PAGE
{{announcement.body}}
{{announcement.title}}

PySpark Join Explained

DZone 's Guide to

PySpark Join Explained

Everything you need to know about PySpark's Join method.

· Big Data Zone ·
Free Resource

moon-behind-clouds


PySpark provides multiple ways to combine dataframes i.e. join, merge, union, SQL interface, etc. In this article, we will take a look at how the PySpark join function is similar to SQL join, where two or more tables or dataframes can be combined based on conditions. 

Let's take a look at some of the join operations supported by PySpark with examples. First, create two dataframes from Python Dictionary, we will be using these two dataframes in this article.  

from pyspark.sql import SparkSession
from pyspark.sql import functions as F

spark = SparkSession.builder.appName('joins_example').getOrCreate()
sc = spark.sparkContext

dataset1 = [
  {
  'key' : 'abc',
  'val11' : 1.1,
  'val12' : 1.2
  },
  {
  'key' : 'def',
  'val11' : 3.0,
  'val12' : 3.4
  }
]

dataset2 = [
  {
  'key' : 'abc',
  'val21' : 2.1,
  'val22' : 2.2
  },
  {
  'key' : 'xyz',
  'val21' : 3.1,
  'val22' : 3.2
  }
]

rdd1 = sc.parallelize(dataset1)
df1 = spark.createDataFrame(rdd1)
print('df1')
df1.show()

rdd2 = sc.parallelize(dataset2)
df2 = spark.createDataFrame(rdd2)
print('df2')
df2.show()

##################################################################################

df1
+---+-----+-----+
|key|val11|val12|
+---+-----+-----+
|abc|  1.1|  1.2|
|def|  3.0|  3.4|
+---+-----+-----+

df2
+---+-----+-----+
|key|val21|val22|
+---+-----+-----+
|abc|  2.1|  2.2|
|xyz|  3.1|  3.2|
+---+-----+-----+


The following kinds of joins are explained in this article. 

  • Inner Join.

  • Outer Join.

  • Left Join.

  • Right Join.

  • Left Semi Join.

  • Left Anti Join.

  • Inner Join with advance conditions.

You may also like: PySpark Tutorial: Learn Apache Spark Using Python.

Let's take detailed look in each of them. 

df = df1.join(df2, on=['key'], how='inner')
df.show()

RECORDED DATA
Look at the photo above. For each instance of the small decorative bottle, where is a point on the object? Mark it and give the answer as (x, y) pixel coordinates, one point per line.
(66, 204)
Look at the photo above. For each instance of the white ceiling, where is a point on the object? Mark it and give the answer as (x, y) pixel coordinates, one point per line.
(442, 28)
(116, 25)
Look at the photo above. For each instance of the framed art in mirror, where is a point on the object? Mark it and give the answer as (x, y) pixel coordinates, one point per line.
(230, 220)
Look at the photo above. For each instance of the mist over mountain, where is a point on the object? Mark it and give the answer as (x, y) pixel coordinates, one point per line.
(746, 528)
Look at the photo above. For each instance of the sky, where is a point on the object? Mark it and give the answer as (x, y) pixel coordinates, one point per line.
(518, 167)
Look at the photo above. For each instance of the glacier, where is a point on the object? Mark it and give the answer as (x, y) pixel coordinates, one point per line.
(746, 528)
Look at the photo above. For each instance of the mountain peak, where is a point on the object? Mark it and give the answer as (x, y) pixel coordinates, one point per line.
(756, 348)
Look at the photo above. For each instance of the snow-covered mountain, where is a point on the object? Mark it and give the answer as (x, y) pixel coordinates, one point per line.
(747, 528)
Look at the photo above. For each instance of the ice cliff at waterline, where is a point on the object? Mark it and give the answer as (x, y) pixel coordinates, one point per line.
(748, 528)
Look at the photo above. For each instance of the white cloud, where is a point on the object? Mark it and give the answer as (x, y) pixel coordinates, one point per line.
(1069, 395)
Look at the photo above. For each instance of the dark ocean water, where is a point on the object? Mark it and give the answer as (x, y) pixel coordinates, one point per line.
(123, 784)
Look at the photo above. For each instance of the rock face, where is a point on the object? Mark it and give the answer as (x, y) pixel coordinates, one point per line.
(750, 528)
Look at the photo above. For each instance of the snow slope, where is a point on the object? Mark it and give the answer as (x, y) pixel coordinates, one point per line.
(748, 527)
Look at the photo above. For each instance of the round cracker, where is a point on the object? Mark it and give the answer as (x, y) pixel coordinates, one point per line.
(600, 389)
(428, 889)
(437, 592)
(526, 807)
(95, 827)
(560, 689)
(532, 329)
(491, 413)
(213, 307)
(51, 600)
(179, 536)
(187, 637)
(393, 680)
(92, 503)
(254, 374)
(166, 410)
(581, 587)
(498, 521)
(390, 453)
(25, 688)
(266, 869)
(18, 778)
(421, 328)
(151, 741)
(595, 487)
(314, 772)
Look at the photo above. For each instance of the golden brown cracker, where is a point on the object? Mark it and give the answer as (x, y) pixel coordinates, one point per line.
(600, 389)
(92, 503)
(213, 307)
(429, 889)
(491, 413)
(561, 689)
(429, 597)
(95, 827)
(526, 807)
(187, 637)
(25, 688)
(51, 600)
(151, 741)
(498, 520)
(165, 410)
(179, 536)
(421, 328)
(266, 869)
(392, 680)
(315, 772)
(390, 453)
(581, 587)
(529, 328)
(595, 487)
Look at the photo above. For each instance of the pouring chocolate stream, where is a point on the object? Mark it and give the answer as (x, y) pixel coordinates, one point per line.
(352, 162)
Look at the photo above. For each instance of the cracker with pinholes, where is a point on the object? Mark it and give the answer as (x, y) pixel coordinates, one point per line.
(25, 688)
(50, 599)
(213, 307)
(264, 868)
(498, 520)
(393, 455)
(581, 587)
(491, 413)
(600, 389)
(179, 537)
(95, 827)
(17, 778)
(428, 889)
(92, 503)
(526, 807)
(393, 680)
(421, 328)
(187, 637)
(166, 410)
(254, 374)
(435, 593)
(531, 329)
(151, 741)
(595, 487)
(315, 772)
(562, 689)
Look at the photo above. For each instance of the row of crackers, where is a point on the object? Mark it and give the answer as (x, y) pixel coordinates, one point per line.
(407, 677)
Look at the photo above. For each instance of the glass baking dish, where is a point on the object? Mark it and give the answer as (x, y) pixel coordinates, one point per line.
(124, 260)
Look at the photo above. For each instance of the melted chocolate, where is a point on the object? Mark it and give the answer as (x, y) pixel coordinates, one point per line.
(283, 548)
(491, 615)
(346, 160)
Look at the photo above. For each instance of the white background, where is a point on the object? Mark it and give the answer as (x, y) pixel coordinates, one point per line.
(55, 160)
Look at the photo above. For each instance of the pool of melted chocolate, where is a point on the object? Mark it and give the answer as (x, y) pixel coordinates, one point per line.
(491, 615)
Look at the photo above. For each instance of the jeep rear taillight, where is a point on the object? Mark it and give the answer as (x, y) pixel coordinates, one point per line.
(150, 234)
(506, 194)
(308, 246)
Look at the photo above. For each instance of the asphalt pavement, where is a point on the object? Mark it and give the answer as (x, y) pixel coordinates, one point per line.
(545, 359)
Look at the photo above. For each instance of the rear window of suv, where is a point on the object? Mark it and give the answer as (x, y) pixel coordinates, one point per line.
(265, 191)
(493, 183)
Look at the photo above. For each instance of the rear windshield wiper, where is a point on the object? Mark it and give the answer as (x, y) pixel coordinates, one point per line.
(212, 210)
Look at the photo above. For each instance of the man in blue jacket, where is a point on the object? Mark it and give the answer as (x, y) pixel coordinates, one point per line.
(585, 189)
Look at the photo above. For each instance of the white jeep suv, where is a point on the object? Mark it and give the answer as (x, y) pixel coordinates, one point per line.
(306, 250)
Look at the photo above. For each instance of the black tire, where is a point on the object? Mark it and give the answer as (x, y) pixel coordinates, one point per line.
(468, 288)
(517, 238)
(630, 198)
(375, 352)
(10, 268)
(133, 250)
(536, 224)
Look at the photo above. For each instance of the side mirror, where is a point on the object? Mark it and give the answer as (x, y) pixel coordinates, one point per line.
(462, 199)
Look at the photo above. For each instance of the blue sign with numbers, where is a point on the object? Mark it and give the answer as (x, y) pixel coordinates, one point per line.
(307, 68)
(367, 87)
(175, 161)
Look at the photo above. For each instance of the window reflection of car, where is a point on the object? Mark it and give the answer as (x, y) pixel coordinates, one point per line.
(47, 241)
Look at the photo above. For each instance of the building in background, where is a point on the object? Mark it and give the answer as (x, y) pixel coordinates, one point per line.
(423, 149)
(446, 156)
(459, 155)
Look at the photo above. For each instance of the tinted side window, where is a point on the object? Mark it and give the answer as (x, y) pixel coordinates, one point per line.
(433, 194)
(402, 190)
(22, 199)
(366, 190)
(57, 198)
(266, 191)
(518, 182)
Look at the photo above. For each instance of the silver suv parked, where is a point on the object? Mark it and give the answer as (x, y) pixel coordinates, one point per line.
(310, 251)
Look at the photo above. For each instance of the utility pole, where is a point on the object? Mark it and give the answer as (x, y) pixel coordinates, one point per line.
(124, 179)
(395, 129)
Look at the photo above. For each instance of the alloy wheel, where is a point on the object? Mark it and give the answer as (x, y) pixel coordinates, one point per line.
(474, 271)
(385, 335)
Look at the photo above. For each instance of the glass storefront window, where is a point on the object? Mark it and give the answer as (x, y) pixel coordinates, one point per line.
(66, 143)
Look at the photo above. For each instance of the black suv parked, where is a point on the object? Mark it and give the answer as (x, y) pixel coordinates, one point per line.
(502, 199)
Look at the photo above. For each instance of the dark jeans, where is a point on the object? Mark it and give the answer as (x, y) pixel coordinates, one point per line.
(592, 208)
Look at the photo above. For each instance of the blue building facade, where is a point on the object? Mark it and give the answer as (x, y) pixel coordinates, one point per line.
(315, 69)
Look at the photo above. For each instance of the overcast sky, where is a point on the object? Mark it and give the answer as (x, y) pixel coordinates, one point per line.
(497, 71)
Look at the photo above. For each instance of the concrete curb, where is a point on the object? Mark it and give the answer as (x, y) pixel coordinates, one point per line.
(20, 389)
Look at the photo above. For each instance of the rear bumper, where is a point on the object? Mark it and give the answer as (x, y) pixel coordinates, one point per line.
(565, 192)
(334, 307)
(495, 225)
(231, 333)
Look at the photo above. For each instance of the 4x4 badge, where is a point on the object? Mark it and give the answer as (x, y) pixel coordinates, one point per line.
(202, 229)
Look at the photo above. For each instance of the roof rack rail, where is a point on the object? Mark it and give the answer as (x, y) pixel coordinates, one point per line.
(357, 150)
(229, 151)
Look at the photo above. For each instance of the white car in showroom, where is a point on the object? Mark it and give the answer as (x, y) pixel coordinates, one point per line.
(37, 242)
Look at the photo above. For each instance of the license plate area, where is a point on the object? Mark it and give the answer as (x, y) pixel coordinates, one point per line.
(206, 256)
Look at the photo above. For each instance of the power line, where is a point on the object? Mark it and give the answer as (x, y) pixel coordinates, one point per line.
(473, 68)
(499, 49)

GOALS
- 1) Using the PySpark join article, decide whether each statement agrees with it, answering yes or no and quoting the words that settle it.
(a) The two dataframes are built from a Python dictionary.
(b) The SparkSession is given the app name 'joins_demo'.
(c) The first join shown matches on the column 'key' and sets how to 'inner'.
- 2) Extend the PySpark join article from the point where it stops.
You won't need the data for this.

OUTPUTS IN ORDER
- 1)
(a) Yes: "First, create two dataframes from Python Dictionary"
(b) No: "appName('joins_example')"
(c) Yes: "df = df1.join(df2, on=['key'], how='inner')"

- 2)
The inner join selects matching records from both of the dataframes. Match is performed on column(s) specified in the on parameter. In this example, both dataframes are joined when the column named key  has same value, i.e. 'abc.'

df = df1.join(df2, on=['key'], how='inner')
df.show()

##################################################################################

+---+-----+-----+-----+-----+
|key|val11|val12|val21|val22|
+---+-----+-----+-----+-----+
|abc|  1.1|  1.2|  2.1|  2.2|
+---+-----+-----+-----+-----+


Outer Join

Outer join combines data from both dataframes, irrespective of 'on' column matches or not. If there is a match combined, one row is created if there is no match missing columns for that row are filled with null.  

df = df1.join(df2, on=['key'], how='outer')
df.show()

##################################################################################

+---+-----+-----+-----+-----+
|key|val11|val12|val21|val22|
+---+-----+-----+-----+-----+
|xyz| null| null|  3.1|  3.2|
|abc|  1.1|  1.2|  2.1|  2.2|
|def|  3.0|  3.4| null| null|
+---+-----+-----+-----+-----+


Left Join

Left join will choose all the data from the left dataframe (i.e. df1 in this example) and perform matches on column name key. If a match is found, values are filled from the matching row, and if not found, unavailable values are filled with null

df = df1.join(df2, on=['key'], how='left')
df.show()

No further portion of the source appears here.